Return every line of the records that contains the word "black", copying each one in full. Matching is case-sensitive.
=====
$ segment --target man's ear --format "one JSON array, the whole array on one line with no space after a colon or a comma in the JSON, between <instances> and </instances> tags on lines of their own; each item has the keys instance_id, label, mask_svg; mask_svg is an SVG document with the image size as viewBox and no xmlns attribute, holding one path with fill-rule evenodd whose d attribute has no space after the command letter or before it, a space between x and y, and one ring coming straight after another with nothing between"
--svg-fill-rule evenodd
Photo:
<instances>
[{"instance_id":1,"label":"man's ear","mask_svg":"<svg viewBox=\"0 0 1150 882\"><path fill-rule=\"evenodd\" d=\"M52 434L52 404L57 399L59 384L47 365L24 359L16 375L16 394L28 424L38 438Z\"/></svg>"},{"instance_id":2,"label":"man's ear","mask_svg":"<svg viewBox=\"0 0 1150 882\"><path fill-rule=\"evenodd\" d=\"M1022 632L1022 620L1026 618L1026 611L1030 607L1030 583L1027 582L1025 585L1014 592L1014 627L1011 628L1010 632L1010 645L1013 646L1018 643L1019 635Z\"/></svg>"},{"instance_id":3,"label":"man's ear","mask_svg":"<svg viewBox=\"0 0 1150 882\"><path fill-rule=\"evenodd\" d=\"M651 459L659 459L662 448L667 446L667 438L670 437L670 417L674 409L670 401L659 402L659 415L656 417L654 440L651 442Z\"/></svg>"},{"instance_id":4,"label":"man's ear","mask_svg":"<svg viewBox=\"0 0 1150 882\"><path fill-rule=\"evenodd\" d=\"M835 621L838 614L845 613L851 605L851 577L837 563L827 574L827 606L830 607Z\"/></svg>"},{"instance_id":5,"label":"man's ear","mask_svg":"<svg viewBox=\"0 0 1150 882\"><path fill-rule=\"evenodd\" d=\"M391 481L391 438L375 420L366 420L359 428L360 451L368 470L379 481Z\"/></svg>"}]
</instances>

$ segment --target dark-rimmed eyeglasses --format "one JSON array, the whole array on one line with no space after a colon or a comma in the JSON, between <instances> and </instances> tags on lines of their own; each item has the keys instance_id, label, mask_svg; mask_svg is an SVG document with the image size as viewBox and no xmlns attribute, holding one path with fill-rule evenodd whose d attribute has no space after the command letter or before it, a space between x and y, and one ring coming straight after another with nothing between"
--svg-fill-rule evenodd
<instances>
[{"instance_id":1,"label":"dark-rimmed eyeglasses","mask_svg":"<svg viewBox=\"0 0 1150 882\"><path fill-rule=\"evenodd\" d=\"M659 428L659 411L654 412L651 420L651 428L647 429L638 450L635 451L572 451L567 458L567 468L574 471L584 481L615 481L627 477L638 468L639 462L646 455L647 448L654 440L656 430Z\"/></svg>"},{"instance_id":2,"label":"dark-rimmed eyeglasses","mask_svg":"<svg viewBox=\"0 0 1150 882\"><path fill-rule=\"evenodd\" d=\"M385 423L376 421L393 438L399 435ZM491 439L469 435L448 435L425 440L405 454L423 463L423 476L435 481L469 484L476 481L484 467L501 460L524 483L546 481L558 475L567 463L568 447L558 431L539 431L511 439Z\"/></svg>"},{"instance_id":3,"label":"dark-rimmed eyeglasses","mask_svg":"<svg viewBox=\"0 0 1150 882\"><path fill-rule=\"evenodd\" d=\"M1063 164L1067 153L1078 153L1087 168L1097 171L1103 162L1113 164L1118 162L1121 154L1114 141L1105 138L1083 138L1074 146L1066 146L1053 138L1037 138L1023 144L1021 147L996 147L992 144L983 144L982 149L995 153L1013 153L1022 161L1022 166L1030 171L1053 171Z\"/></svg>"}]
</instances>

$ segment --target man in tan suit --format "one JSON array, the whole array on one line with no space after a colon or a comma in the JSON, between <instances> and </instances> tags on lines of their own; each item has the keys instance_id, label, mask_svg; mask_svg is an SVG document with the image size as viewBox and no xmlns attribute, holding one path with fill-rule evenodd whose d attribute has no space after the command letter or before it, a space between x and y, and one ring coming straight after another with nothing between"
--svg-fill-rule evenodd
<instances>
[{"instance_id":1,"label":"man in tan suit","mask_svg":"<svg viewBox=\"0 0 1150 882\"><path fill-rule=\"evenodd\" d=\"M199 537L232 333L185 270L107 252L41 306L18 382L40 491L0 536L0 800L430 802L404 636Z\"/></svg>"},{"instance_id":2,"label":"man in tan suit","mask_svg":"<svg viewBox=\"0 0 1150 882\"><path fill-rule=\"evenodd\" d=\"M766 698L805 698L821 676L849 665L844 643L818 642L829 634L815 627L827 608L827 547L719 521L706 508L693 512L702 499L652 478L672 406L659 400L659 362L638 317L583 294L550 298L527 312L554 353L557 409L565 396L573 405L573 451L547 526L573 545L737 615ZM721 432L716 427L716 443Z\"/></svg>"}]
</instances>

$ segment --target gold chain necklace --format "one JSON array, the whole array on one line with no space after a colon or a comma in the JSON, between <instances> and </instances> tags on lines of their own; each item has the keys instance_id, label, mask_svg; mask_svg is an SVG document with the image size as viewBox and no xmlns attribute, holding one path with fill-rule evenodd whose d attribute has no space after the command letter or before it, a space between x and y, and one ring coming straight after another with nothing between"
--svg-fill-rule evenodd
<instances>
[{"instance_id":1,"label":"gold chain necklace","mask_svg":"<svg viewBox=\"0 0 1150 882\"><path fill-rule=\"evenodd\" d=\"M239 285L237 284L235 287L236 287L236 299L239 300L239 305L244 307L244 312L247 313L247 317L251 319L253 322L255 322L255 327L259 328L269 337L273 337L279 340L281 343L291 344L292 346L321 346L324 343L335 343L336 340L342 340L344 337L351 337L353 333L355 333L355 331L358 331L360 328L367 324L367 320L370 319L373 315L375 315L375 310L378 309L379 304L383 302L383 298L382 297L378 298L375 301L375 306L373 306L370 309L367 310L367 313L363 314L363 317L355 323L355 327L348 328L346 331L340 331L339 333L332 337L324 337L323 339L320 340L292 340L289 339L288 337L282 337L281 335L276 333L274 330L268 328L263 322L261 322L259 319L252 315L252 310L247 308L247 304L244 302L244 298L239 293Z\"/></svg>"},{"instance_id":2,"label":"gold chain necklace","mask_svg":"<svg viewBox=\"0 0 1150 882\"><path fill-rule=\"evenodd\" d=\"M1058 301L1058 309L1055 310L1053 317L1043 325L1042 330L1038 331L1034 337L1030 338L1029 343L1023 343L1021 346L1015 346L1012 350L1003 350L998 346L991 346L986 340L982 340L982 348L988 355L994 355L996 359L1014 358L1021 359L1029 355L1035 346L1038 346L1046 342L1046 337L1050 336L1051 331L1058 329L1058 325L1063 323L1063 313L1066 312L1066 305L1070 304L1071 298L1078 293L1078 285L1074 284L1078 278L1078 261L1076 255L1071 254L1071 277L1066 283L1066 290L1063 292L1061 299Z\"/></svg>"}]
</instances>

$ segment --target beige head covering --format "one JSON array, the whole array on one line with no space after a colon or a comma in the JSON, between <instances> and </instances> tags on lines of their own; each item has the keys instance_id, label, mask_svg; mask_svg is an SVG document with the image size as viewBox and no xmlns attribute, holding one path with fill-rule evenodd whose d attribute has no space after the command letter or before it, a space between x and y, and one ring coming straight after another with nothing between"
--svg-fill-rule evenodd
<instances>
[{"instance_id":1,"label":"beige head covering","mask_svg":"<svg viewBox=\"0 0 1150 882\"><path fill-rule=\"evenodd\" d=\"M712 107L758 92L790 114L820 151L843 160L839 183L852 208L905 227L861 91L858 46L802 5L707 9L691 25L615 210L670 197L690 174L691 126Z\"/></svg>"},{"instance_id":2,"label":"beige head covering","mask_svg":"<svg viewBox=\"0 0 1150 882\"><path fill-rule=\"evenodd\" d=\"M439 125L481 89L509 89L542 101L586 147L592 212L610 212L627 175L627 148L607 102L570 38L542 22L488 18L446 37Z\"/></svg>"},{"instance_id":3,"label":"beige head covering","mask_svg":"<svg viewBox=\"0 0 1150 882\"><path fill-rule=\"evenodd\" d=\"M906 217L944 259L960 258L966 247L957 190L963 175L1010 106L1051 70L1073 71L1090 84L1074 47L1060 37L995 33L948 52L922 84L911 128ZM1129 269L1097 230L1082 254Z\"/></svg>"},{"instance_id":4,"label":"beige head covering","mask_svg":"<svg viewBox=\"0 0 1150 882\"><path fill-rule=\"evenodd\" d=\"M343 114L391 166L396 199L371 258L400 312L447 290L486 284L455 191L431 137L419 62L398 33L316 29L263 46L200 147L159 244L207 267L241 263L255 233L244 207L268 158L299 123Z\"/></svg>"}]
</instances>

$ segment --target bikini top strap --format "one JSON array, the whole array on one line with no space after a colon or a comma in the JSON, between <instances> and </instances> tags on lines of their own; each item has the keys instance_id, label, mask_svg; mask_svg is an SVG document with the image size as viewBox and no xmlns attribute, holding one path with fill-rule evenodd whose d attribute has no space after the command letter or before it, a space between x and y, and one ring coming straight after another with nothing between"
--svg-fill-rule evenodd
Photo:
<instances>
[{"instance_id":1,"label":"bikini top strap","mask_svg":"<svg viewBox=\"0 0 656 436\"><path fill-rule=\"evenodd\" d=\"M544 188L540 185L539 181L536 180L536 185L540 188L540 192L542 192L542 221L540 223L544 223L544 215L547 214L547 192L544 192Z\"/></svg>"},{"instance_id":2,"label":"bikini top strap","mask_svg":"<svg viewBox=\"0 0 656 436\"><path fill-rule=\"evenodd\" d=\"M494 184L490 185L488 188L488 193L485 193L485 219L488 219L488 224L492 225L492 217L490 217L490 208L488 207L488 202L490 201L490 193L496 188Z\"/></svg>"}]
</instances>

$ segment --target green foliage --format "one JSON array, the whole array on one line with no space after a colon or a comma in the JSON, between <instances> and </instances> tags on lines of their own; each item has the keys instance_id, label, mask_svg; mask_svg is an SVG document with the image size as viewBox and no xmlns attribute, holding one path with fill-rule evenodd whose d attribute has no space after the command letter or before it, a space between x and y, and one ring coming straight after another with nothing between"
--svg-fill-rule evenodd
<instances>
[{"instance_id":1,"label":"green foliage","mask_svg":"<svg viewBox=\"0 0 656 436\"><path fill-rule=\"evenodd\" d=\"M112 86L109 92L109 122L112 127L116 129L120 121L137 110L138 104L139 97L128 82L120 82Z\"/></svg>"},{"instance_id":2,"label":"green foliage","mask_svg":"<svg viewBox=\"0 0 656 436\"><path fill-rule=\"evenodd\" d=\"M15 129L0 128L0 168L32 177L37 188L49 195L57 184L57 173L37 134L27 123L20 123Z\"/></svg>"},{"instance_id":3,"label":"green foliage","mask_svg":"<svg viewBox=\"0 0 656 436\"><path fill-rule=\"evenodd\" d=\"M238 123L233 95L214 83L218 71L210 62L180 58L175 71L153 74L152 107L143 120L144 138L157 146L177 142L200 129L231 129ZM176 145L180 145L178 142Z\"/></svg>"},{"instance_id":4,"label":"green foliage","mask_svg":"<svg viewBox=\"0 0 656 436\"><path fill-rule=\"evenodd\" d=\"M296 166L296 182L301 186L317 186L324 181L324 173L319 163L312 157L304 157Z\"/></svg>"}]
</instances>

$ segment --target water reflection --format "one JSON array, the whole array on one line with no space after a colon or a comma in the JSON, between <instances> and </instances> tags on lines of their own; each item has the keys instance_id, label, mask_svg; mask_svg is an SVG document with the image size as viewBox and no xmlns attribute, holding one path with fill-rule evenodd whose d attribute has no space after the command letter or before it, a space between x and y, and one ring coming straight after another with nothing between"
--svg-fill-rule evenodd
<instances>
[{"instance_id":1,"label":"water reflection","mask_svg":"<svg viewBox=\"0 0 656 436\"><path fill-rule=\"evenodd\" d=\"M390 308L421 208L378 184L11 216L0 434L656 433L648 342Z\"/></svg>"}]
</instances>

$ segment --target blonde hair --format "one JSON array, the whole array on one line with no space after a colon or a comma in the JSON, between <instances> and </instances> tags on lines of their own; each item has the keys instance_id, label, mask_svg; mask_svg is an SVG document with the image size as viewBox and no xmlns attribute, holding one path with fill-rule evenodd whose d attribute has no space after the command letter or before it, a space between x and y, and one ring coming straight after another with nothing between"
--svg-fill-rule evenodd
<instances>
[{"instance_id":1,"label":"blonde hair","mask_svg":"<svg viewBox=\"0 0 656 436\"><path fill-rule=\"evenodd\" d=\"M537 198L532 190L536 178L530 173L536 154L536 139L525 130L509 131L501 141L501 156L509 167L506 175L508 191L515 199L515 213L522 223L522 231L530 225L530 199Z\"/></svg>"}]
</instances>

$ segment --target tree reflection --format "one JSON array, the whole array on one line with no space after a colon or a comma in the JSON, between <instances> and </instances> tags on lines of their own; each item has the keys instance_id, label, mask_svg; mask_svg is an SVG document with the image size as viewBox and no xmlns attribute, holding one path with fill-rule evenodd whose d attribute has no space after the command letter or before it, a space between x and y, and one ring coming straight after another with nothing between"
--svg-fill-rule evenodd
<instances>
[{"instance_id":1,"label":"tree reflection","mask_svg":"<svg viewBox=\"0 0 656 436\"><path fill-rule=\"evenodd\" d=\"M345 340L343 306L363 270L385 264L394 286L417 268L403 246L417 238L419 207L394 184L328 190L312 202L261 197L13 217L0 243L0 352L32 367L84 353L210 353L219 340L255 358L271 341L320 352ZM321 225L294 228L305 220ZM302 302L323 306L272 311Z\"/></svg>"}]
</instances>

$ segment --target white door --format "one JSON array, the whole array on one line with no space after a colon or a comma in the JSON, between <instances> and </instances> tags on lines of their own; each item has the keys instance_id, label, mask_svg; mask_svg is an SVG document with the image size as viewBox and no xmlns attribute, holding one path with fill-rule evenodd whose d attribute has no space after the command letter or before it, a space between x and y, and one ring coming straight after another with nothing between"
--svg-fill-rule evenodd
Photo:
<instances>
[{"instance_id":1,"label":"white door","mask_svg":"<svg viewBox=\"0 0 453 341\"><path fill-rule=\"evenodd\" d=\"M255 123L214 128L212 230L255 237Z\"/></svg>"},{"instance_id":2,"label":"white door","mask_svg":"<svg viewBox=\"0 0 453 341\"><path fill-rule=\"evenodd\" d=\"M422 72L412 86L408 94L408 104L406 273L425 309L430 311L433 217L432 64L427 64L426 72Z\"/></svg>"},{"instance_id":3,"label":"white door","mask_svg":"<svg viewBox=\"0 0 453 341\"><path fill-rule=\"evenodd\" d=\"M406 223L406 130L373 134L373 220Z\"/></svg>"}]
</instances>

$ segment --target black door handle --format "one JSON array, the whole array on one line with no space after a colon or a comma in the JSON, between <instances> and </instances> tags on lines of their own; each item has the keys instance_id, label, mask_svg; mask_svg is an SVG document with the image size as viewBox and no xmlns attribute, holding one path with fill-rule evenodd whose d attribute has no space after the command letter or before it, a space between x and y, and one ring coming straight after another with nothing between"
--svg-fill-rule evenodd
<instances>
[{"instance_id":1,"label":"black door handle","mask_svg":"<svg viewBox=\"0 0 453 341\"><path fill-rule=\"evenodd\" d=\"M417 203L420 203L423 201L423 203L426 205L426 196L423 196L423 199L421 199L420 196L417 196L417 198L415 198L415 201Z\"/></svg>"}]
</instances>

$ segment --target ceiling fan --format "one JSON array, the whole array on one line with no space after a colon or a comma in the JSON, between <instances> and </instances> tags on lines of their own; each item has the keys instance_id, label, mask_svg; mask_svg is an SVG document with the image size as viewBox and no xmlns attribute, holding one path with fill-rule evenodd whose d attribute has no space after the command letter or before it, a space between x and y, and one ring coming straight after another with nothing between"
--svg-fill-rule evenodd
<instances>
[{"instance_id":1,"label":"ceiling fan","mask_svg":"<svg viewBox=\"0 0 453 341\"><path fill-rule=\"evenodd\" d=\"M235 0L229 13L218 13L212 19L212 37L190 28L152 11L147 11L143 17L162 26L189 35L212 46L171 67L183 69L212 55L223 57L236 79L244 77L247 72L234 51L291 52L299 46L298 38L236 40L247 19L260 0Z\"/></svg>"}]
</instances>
=====
- **The reply**
$ segment --target black door handle --format "one JSON array, the whole array on one line with no space after a colon or a comma in the JSON, between <instances> and </instances> tags on lines of their own; each item has the keys instance_id, label, mask_svg; mask_svg is an SVG document with the image size as viewBox and no xmlns attribute, holding one path with fill-rule evenodd whose d attribute has no space after the command letter or before it, a space between x and y, and one ring coming straight after another with nothing between"
[{"instance_id":1,"label":"black door handle","mask_svg":"<svg viewBox=\"0 0 453 341\"><path fill-rule=\"evenodd\" d=\"M417 203L420 203L423 201L423 203L426 205L426 196L423 196L423 199L421 199L420 196L417 196L417 198L415 198L415 201Z\"/></svg>"}]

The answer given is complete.